- READING TEXT -
NVIDIA-Merlin / NVTabular

NVTabular is a feature engineering and preprocessing library for tabular data designed to quickly and easily manipulate terabyte scale datasets used to train deep learning based recommender systems.
Apache License 2.0
1.03k stars 143 forks source link

[FEA] Data loader that support merging an external source at runtime #882

Open vinhngx opened 3 years ago

vinhngx commented 3 years ago

Is your feature request related to a problem? Please describe.

This feature arises in the context of multi-modal data from where, in additional to tabular data, we can extract high dimensional numeric features from text/images etc...

As an example, for the movielens data, we can extract 3072 dense features from movie synopsis and poster.

If we merge these dense feature with the rating data (25M rows), that inflates the data by 3 orders of magnitude.

Describe the solution you'd like Ideally, NVTabular should provide functionalities to join the dense feature at run time, prior to feeding the data to the DL framework.

Describe alternatives you've considered

Additional context Add any other context, code examples, or references to existing implementations about the feature request here.

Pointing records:

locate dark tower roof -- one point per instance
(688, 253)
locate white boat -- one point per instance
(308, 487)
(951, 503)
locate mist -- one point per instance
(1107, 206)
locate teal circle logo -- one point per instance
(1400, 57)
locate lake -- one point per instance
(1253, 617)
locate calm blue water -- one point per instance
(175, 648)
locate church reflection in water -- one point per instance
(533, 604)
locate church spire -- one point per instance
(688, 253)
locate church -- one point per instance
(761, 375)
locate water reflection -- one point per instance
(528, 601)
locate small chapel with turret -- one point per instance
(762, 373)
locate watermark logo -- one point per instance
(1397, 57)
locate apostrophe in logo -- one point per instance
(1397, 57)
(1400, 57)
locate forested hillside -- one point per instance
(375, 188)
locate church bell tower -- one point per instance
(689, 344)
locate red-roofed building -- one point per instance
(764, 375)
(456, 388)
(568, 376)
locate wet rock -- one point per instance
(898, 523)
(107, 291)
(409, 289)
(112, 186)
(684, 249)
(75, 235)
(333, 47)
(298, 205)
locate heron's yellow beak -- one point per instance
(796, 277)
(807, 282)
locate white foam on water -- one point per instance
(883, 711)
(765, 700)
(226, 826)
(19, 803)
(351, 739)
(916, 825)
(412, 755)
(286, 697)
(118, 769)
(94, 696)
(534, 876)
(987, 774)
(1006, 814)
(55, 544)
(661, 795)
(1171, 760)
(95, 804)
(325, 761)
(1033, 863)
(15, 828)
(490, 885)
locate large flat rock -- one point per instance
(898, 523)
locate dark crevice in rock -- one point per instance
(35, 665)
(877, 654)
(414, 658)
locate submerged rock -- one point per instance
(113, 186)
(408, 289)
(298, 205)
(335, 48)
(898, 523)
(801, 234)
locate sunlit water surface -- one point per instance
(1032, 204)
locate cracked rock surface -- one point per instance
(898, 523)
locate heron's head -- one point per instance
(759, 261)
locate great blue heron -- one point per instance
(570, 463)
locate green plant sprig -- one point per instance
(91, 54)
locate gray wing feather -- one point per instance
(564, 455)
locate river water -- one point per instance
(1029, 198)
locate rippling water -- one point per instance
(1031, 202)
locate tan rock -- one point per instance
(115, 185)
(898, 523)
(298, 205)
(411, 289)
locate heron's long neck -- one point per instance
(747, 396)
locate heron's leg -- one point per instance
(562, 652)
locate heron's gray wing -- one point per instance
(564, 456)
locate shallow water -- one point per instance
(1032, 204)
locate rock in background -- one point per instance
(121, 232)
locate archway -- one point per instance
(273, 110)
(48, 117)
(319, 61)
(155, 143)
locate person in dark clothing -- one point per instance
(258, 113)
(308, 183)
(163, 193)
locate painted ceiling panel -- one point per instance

- REQUIRED TASKS -
1. List the four template headings that the feature request uses to organize its sections.
2. Return, word for word, the part of the feature request that begins at the words "[FEA] Data loader" and ends after the words "orders of magnitude.".

- LIST OF SOLUTIONS -
1.
- Is your feature request related to a problem? Please describe.
- Describe the solution you'd like
- Describe alternatives you've considered
- Additional context

2.
[FEA] Data loader that support merging an external source at runtime #882

Open vinhngx opened 3 years ago

vinhngx commented 3 years ago

Is your feature request related to a problem? Please describe.

This feature arises in the context of multi-modal data from where, in additional to tabular data, we can extract high dimensional numeric features from text/images etc...

As an example, for the movielens data, we can extract 3072 dense features from movie synopsis and poster.

If we merge these dense feature with the rating data (25M rows), that inflates the data by 3 orders of magnitude.